Source extract:
--- BEGIN ---

According to the 2010 U.S. Census, 64,422 Hmong residents call the Minneapolis-St. Paul metro area home. That’s nearly six times the Hmong population of any other U.S. metro area — and nearly a quarter of the total Hmong population in the country. Minnesota’s Hmong population also is unusually young, according to a 2012 academic study of census data by the Hmong Studies Journal. Hmong Minnesotans have a median age of 19.7 compared to a median age of 37 for Minnesotans in general.

Her estimates that 10 to 15 percent of the local Hmong population is Christian. The remaining are either animists or agnostics.

“I believe that God has called me to reach out to and preach to the other 85 percent — to let them know that there is a God who loves them, there is a God who is calling out to them,” Her said. “He is using me to be a vessel for that call.”

The church plant averages 50 people per week in attendance.

--- END ---

Task brief:
Could you reproduce the passage about Minnesota's Hmong community from "According to the" up to and including "Minnesotans in general."?

Excerpted records:
--- BEGIN ---

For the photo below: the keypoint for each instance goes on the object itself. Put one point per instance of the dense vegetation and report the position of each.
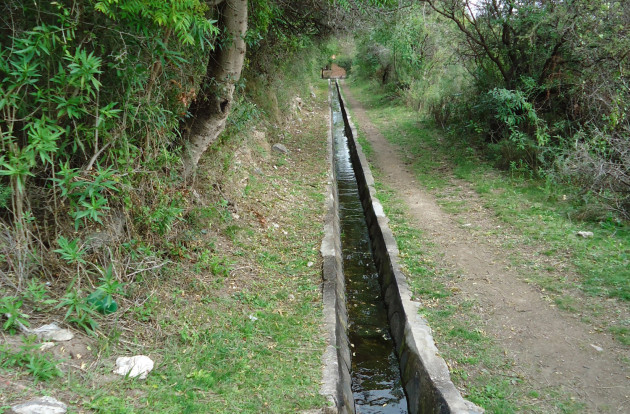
(540, 88)
(101, 105)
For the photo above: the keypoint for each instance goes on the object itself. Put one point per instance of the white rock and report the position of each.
(52, 332)
(43, 405)
(135, 366)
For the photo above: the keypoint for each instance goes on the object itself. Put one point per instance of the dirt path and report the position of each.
(549, 346)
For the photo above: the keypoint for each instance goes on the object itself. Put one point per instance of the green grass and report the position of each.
(477, 363)
(541, 212)
(233, 323)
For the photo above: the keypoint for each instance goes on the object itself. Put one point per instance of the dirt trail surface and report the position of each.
(548, 346)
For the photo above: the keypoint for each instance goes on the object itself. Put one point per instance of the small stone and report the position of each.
(280, 148)
(43, 405)
(52, 332)
(136, 366)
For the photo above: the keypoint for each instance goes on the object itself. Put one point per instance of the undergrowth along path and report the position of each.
(553, 360)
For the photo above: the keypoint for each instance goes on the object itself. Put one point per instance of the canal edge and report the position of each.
(336, 382)
(425, 375)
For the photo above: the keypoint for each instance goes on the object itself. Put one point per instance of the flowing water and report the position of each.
(375, 374)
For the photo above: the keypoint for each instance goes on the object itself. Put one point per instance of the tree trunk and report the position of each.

--- END ---

Solved problem:
According to the 2010 U.S. Census, 64,422 Hmong residents call the Minneapolis-St. Paul metro area home. That’s nearly six times the Hmong population of any other U.S. metro area — and nearly a quarter of the total Hmong population in the country. Minnesota’s Hmong population also is unusually young, according to a 2012 academic study of census data by the Hmong Studies Journal. Hmong Minnesotans have a median age of 19.7 compared to a median age of 37 for Minnesotans in general.